Эссе

Невозможные миры: Крот и жизнь без нас


Он, конечно, никакой не крот, он кротик. Да и по-чешски тоже: krtek. Маленький и невероятно симпатичный обитатель пасторального мирка, тоже маленького и тоже невероятно симпатичного: цветочки, птички, ручеек. Живет в уютной норке — кроватка, печка. И, кстати, имеет, что несколько для крота удивительно, огромные глаза. Как будто он не нарисованный крот, а нарисованная же японская школьница. Впрочем, я знать не знал ни про каких японских школьниц, когда увидел его и полюбил. Его все любили, его невозможно было не любить.

 

? ? ?

 

А еще, знаете, бывают такие разговоры, короткие вроде бы и ничего не значащие, к которым всю жизнь потом возвращаешься. У меня, конечно, тоже такие были. И один из них вел я подростком на Карловом мосту с прекрасной девушкой-экскурсоводом.

ЗАДАНИЕ 1: Продублируйте без изменений участок перечня от самого его начала до строки с "[[105, 0, 1100, 251]]" включительно.
Следующий за эссе перечень никак с ним не связан.

Записи из коллекции:

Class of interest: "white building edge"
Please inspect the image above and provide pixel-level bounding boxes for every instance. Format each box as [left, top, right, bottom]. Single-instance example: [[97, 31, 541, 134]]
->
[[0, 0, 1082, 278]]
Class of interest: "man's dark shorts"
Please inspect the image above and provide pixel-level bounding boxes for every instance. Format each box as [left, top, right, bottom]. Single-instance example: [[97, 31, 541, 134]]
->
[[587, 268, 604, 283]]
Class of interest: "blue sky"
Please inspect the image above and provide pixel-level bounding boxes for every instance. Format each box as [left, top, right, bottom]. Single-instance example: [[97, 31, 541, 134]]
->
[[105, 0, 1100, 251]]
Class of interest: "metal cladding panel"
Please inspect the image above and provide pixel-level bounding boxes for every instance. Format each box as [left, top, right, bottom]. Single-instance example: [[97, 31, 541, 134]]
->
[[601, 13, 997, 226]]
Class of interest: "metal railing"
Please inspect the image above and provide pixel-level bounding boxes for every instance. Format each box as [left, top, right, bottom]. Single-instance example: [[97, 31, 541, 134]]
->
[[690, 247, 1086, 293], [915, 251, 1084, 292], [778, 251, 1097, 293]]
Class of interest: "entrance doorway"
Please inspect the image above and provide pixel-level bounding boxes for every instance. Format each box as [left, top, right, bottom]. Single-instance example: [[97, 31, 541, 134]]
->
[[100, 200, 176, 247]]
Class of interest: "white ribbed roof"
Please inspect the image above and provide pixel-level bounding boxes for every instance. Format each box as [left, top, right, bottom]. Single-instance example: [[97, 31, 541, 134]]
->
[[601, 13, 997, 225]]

ЗАДАНИЕ 2: Запишите целиком эссе о Кроте, не меняя в нём ни слова.

ИТОГОВЫЙ ОТВЕТ 1:
Class of interest: "white building edge"
Please inspect the image above and provide pixel-level bounding boxes for every instance. Format each box as [left, top, right, bottom]. Single-instance example: [[97, 31, 541, 134]]
->
[[0, 0, 1082, 278]]
Class of interest: "man's dark shorts"
Please inspect the image above and provide pixel-level bounding boxes for every instance. Format each box as [left, top, right, bottom]. Single-instance example: [[97, 31, 541, 134]]
->
[[587, 268, 604, 283]]
Class of interest: "blue sky"
Please inspect the image above and provide pixel-level bounding boxes for every instance. Format each box as [left, top, right, bottom]. Single-instance example: [[97, 31, 541, 134]]
->
[[105, 0, 1100, 251]]

ИТОГОВЫЙ ОТВЕТ 2:
Эссе

Невозможные миры: Крот и жизнь без нас


Он, конечно, никакой не крот, он кротик. Да и по-чешски тоже: krtek. Маленький и невероятно симпатичный обитатель пасторального мирка, тоже маленького и тоже невероятно симпатичного: цветочки, птички, ручеек. Живет в уютной норке — кроватка, печка. И, кстати, имеет, что несколько для крота удивительно, огромные глаза. Как будто он не нарисованный крот, а нарисованная же японская школьница. Впрочем, я знать не знал ни про каких японских школьниц, когда увидел его и полюбил. Его все любили, его невозможно было не любить.

 

? ? ?

 

А еще, знаете, бывают такие разговоры, короткие вроде бы и ничего не значащие, к которым всю жизнь потом возвращаешься. У меня, конечно, тоже такие были. И один из них вел я подростком на Карловом мосту с прекрасной девушкой-экскурсоводом.